**Required action**
Answer these from the study summary on Hispanic brain tumor patients below:
(a) What share of the United States population is Hispanic?
(b) At which cancer center was the study conducted?
(c) During what span of dates were the included patients diagnosed?

Access to specialized treatment by adult Hispanic brain tumor patients: findings from a single-institution retrospective study


Background: The Hispanic population accounts for 15% of the population of the United States, and for as much as 75% in cities throughout California. Racial disparities that are reflected by limited access to health care and worse disease outcomes are well documented for adult Hispanic cancer patients.

Objective: To determine whether there are similar disparities—including delays in accessing surgery, radiation, and oncologic care—for adult Hispanic non English-speaking (HNES) neuro-oncology patients and white English-only–speaking (WES) patients in an academic, tertiary care center with a multidisciplinary neuro-oncology team.

Methods: This retrospective study was conducted at the Chao Family Comprehensive Cancer Center of the University of California, Irvine. All patients who were diagnosed with a primary brain tumor during January 1, 2003, to December 31, 2008, were identified and data were collected on their age, sex, ethnicity, languages spoken, diagnosis, and insurance status. The times from the date of diagnosis to the date of surgery, from the date of surgery to the date of starting radiation (if indicated), and from the date of finishing radiation to the date of starting chemotherapy (if indicated) were also recorded.

**Data shown**
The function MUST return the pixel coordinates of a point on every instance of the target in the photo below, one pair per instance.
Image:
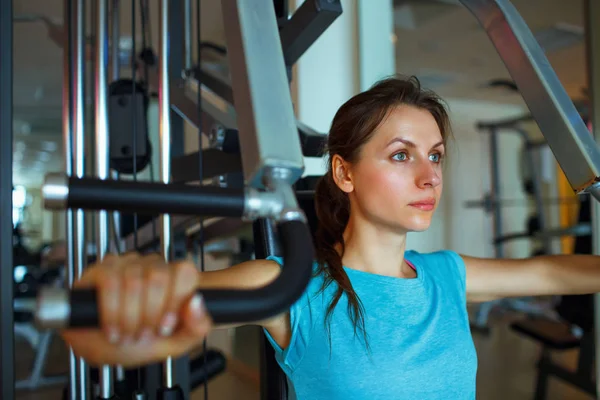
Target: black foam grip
(201, 371)
(154, 198)
(84, 309)
(241, 306)
(237, 306)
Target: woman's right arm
(149, 310)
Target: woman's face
(397, 180)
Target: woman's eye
(402, 156)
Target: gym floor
(507, 369)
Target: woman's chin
(420, 224)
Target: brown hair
(352, 127)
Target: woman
(377, 321)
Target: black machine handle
(62, 192)
(59, 308)
(78, 308)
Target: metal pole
(164, 112)
(115, 33)
(7, 359)
(68, 121)
(102, 155)
(78, 125)
(187, 27)
(591, 15)
(495, 171)
(116, 74)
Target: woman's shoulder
(446, 264)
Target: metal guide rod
(115, 33)
(164, 123)
(549, 103)
(591, 15)
(115, 75)
(78, 124)
(102, 155)
(67, 131)
(187, 32)
(495, 172)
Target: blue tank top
(418, 332)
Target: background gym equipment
(82, 190)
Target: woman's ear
(341, 173)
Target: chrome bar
(546, 98)
(67, 128)
(266, 120)
(102, 155)
(187, 33)
(79, 122)
(115, 33)
(591, 15)
(164, 123)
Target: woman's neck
(375, 249)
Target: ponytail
(333, 211)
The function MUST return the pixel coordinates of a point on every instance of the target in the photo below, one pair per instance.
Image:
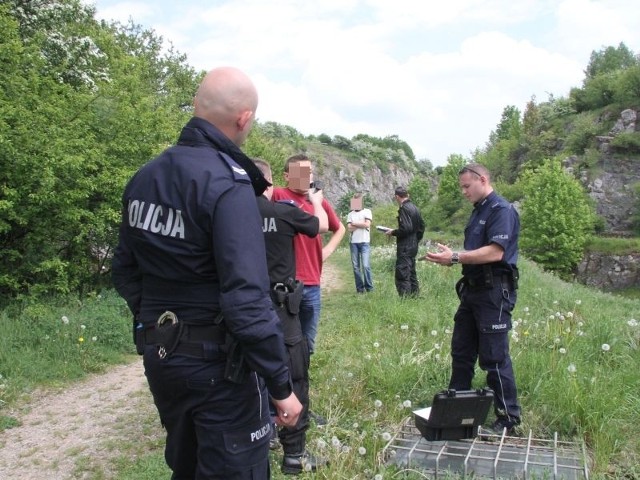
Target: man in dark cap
(408, 234)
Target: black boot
(294, 464)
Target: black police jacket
(191, 242)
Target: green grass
(375, 354)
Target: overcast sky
(436, 73)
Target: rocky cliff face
(612, 187)
(341, 176)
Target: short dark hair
(301, 157)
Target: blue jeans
(361, 266)
(310, 313)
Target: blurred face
(473, 186)
(299, 176)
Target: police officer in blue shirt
(282, 221)
(487, 294)
(191, 265)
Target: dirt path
(73, 434)
(64, 434)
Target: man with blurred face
(310, 252)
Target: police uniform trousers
(293, 439)
(216, 429)
(481, 332)
(405, 273)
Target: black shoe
(319, 419)
(509, 423)
(302, 462)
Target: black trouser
(406, 277)
(293, 439)
(481, 333)
(216, 430)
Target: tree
(610, 60)
(557, 218)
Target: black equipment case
(454, 414)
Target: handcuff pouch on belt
(289, 294)
(168, 331)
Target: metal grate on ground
(488, 456)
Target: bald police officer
(196, 280)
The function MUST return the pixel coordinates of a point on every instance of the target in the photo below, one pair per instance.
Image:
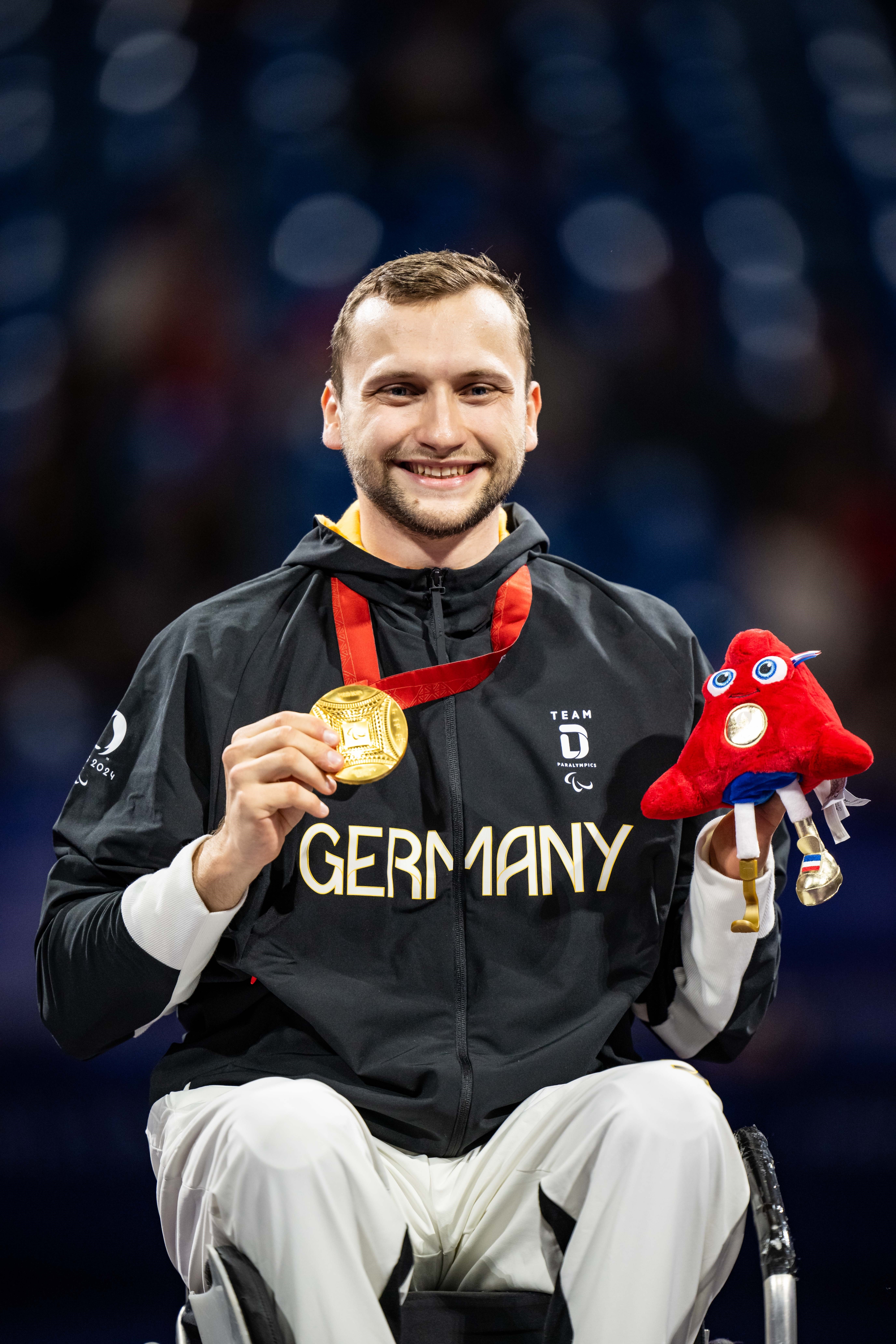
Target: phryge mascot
(766, 728)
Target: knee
(667, 1099)
(293, 1124)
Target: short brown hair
(420, 279)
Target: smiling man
(408, 1058)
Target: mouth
(433, 475)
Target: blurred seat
(237, 1308)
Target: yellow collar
(350, 525)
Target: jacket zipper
(437, 589)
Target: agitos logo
(519, 854)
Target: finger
(307, 724)
(287, 764)
(279, 738)
(285, 796)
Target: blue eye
(721, 682)
(772, 668)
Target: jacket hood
(465, 591)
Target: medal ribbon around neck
(367, 711)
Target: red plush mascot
(766, 728)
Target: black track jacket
(535, 906)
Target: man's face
(434, 417)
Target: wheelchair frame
(237, 1307)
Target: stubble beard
(375, 480)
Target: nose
(441, 427)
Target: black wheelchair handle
(777, 1254)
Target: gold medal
(373, 730)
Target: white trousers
(625, 1190)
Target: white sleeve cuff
(167, 917)
(714, 960)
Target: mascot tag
(766, 728)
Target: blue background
(700, 201)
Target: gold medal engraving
(373, 730)
(746, 725)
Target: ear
(332, 419)
(532, 412)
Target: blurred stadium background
(702, 202)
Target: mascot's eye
(770, 668)
(721, 682)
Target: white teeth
(420, 470)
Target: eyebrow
(408, 377)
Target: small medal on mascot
(766, 728)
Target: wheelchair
(237, 1307)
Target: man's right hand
(271, 768)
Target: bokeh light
(147, 72)
(326, 241)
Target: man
(408, 1004)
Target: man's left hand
(722, 851)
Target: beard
(379, 484)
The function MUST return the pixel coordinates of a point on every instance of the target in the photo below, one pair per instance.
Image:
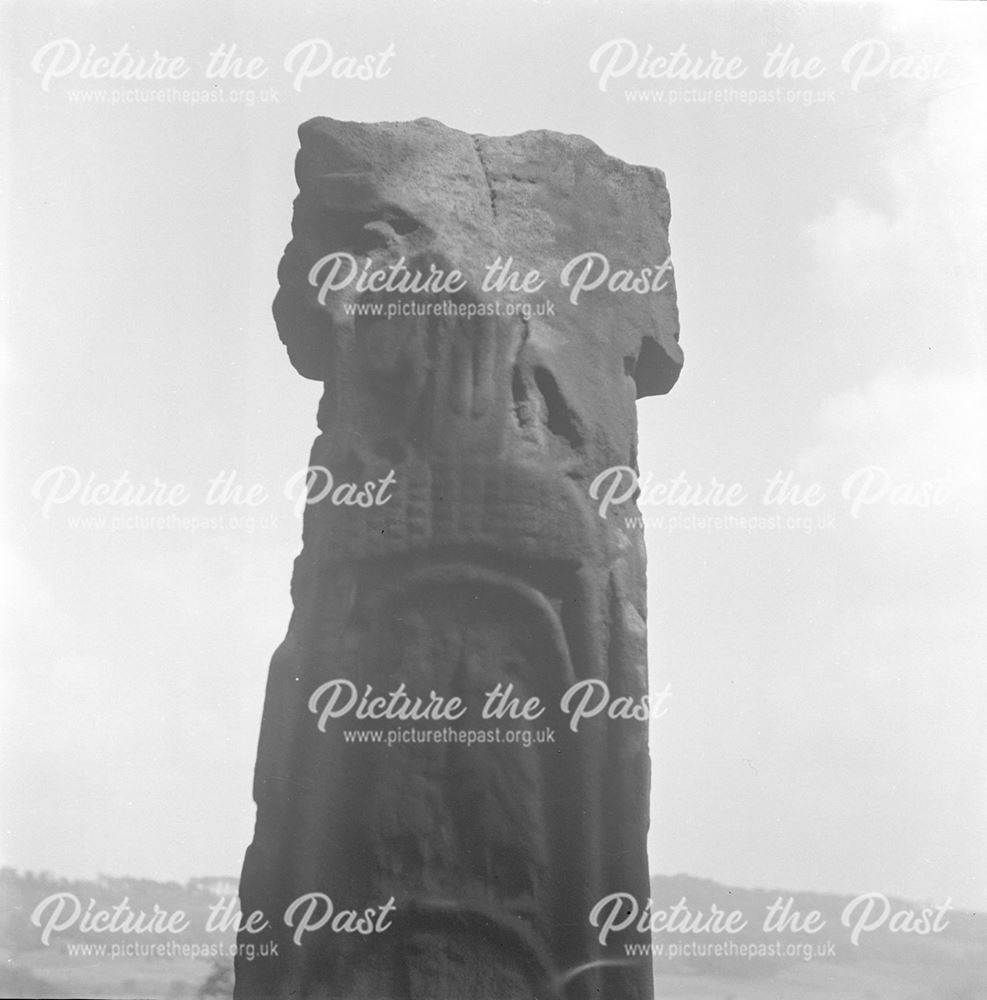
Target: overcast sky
(826, 725)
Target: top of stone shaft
(435, 195)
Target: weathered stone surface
(487, 564)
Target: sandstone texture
(487, 564)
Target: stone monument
(426, 830)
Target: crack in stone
(486, 177)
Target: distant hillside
(950, 964)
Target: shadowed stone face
(487, 566)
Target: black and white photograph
(495, 500)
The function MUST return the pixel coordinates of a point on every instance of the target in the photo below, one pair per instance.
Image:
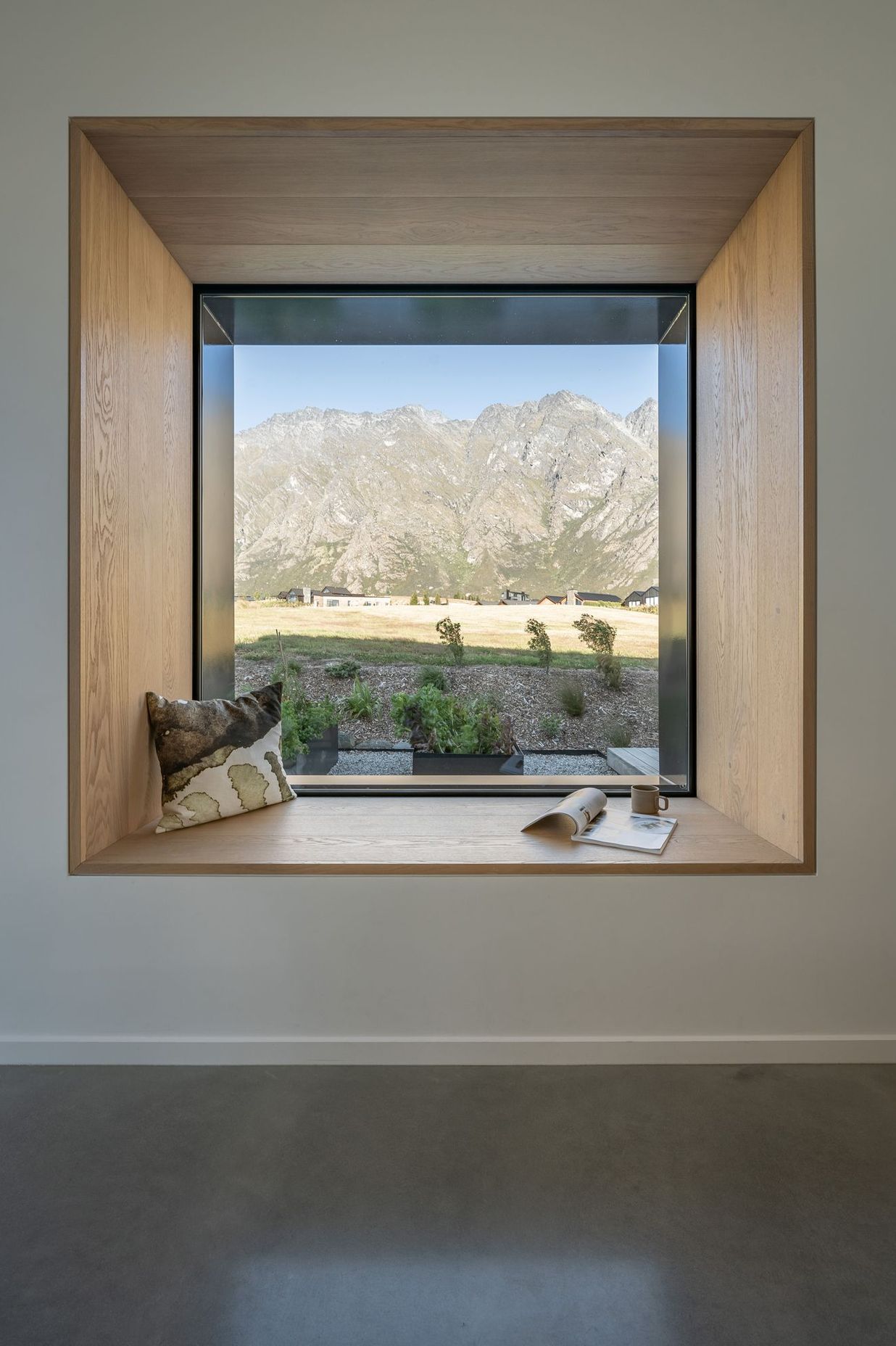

**Answer area**
(a) 15%
(b) The Chao Family Comprehensive Cancer Center of the University of California, Irvine
(c) January 1, 2003, to December 31, 2008